*What to work on*.
[1] Using the counseling program FAQ, answer the following:
(a) What undergraduate GPA is required for provisional admission?
(b) How should official undergraduate transcripts be submitted?
(c) Approximately how many students are accepted each Fall semester?
[2] Translate this sentence from the counseling program FAQ into Spanish: "Note: GRE scores are not required as part of the application packet."
[3] Reproduce word for word the stretch of the counseling program FAQ from "Application packets must" through "program's acceptance process.".

____ Text under study

Frequently Asked Questions About the Clinical Mental Health Counseling Program -
A bachelor's degree from an accredited institution is required before an admission decision can be finalized. For full admission applicants must have received at least a 2.75 cumulative GPA for all undergraduate coursework, OR at least a 3.00 cumulative GPA for the last 64 credits of undergraduate coursework. For provisional admission applicants must have received an undergraduate GPA of at least 2.5 or better.
Application packets must include: (1) a School of Counseling application supplement form; (2) three references using the Graduate School online reference forms or letter of reference uploaded to the online application account. International student applicants must also submit official TOEFL scores as part of their application materials. All application materials, including a personal interview, will be considered during the program's acceptance process.
Note: GRE scores are not required as part of the application packet.
Graduate School Application → Online application account
Official Undergraduate Transcripts → Mail to Graduate School
Official TOEFL Scores (only international applicants) → Mail to Graduate School
School of Counseling Application Supplement Form → Upload to online application account
Three references → Upload to online application account
Applications to the master's degree program in Clinical Mental Health Counseling are accepted on a rolling basis. Applicants are strongly urged to apply as early as possible (by December for Fall admission, by August for Spring admission). Admission interviews usually begin in January for the Fall admission cohort, and September for the Spring admission cohort.. New admits will not be accepted once the program reaches cohort capacity.
Once all application materials are received, the Program Coordinator will contact each applicant to schedule a personalized interview. We strongly believe that it is important to speak with and learn about each applicant in person (beyond what is written on paper). This also provides applicants with the opportunity to ask questions of their own, and to make sure that the program will fit their professional goals.
Approximately 40 students are accepted to the program annually - approximately 20 each Fall and Spring semester. The Program attempts to maintain a small cohort of students in order to provide individualized attention and a positive learning experience for each student. Students range in age from early to older adulthood. The majority of student in the program live in or near the Greater Akron area. However, students are from a variety of cultural backgrounds. The program encourages applications from diverse student populations and actively attempts to mentor students from underserved ethnic cultures.

________
____ Data provided

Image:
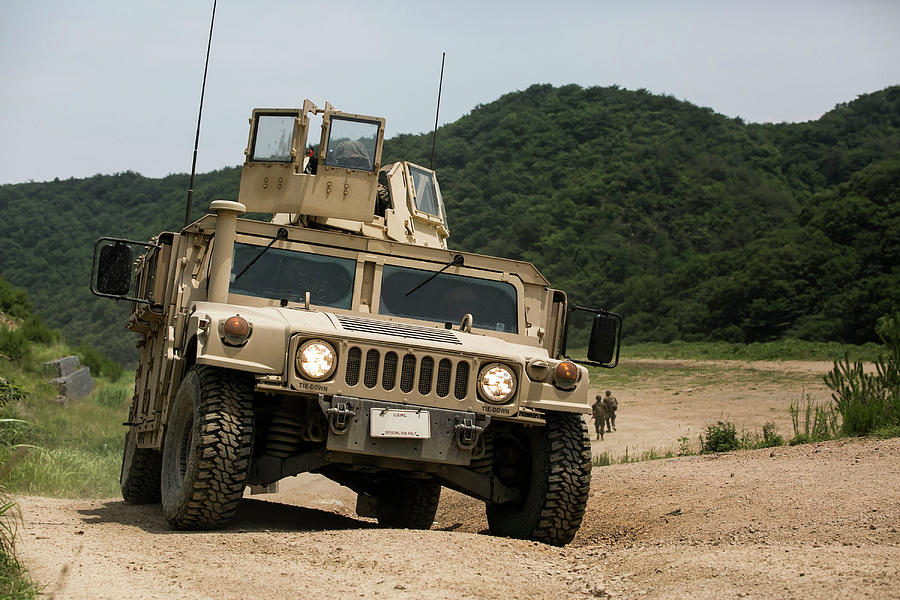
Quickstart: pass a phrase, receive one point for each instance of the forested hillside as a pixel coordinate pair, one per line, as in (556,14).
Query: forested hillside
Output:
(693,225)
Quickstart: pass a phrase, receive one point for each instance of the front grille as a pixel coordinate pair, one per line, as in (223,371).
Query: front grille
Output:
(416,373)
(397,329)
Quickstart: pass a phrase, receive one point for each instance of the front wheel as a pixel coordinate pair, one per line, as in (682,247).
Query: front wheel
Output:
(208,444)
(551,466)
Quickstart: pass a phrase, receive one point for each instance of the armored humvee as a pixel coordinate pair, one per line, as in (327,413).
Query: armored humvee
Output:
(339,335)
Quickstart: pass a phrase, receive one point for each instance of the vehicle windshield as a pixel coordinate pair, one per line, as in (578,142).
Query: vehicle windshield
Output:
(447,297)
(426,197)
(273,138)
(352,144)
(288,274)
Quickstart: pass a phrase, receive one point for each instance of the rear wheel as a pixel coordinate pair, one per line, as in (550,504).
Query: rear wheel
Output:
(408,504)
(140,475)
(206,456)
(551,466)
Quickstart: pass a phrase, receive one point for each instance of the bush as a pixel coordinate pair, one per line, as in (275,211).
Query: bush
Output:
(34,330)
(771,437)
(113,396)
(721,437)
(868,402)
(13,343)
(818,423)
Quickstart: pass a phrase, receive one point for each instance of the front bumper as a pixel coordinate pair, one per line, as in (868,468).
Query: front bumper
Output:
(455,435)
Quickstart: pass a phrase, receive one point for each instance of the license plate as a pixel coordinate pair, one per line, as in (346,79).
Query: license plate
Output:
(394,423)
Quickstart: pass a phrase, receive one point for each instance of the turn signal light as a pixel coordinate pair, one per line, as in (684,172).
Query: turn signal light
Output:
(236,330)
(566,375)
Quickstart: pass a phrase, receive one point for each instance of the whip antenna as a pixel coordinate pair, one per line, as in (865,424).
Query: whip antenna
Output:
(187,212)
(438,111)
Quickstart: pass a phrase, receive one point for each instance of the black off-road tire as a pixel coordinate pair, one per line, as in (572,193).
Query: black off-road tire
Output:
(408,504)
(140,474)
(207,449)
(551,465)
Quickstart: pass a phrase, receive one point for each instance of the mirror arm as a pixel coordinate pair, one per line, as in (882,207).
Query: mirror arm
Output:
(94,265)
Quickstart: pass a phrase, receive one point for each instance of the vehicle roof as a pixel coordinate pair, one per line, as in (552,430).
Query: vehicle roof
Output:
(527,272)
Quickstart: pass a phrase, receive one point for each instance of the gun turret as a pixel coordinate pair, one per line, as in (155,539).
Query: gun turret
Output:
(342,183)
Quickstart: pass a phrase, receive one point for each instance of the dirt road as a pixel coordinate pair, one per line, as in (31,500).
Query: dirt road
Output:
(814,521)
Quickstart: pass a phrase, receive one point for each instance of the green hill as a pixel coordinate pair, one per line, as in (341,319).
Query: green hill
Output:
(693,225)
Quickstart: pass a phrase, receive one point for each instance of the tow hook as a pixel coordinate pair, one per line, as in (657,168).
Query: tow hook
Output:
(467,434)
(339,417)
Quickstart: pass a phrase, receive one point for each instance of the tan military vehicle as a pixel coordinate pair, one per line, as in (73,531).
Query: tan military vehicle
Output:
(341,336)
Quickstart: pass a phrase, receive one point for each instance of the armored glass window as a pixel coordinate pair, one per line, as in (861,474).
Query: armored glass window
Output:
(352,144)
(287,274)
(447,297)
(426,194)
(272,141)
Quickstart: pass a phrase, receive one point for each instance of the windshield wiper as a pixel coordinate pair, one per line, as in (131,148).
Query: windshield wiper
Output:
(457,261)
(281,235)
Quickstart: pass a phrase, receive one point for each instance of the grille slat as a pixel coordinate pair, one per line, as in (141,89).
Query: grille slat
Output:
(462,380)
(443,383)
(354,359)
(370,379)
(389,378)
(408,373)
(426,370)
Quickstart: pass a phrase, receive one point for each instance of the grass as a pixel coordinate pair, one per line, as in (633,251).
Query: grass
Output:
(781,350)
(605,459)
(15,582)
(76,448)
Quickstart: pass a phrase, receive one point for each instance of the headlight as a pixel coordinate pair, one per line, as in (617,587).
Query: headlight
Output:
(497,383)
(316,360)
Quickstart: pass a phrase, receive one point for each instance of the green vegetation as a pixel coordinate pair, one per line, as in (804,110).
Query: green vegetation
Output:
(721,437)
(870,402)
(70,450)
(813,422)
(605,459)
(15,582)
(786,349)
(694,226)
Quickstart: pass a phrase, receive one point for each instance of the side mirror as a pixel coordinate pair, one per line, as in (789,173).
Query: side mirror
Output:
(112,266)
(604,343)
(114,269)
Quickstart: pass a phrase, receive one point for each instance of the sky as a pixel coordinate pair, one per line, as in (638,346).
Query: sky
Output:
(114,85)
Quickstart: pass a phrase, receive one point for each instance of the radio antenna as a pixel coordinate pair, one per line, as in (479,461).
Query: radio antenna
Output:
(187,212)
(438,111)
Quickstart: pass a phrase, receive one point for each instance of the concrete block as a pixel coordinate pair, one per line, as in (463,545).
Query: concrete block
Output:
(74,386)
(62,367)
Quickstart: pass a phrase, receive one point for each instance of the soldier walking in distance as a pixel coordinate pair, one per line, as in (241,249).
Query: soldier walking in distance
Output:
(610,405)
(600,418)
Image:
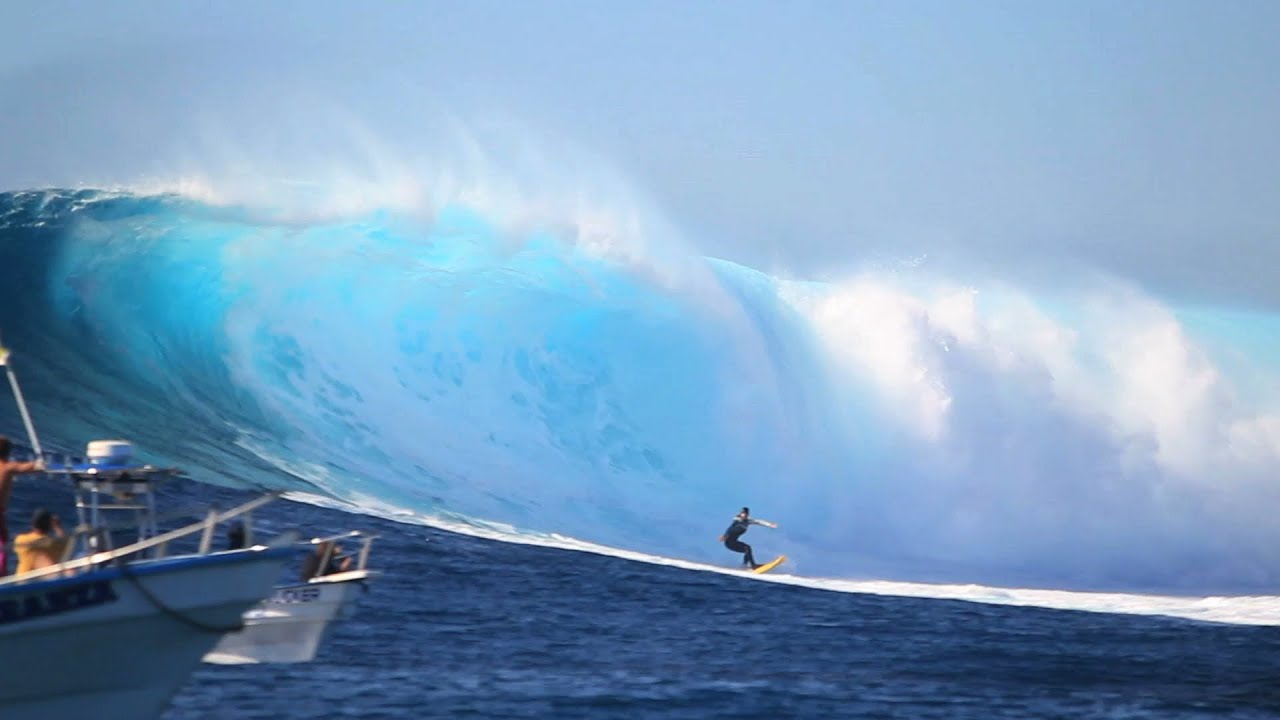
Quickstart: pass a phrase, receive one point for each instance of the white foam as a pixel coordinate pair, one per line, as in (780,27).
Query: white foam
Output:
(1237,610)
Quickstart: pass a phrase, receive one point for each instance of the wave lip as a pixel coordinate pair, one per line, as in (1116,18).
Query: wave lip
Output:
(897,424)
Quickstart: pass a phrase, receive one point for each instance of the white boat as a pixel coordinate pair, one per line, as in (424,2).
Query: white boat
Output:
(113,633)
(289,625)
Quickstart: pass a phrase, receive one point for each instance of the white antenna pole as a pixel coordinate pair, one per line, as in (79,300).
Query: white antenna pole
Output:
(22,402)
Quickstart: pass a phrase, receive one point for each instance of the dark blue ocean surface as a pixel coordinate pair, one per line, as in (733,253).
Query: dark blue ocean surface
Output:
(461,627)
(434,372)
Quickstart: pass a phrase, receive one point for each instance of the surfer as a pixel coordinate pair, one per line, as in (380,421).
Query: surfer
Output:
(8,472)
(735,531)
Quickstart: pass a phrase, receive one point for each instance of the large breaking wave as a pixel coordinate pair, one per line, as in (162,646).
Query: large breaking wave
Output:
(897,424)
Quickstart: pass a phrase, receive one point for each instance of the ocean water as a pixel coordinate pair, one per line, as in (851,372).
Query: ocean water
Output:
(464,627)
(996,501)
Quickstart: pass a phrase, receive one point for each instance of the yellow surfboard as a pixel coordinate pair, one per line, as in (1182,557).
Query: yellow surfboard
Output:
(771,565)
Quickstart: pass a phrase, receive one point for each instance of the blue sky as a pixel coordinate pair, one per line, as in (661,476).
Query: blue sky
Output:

________

*Numbered answers*.
[1]
(a) An undergraduate GPA of at least 2.5.
(b) They should be mailed to the Graduate School.
(c) Approximately 20.

[2] Nota: Las puntuaciones del GRE no son obligatorias como parte del paquete de solicitud.

[3]
Application packets must include: (1) a School of Counseling application supplement form; (2) three references using the Graduate School online reference forms or letter of reference uploaded to the online application account. International student applicants must also submit official TOEFL scores as part of their application materials. All application materials, including a personal interview, will be considered during the program's acceptance process.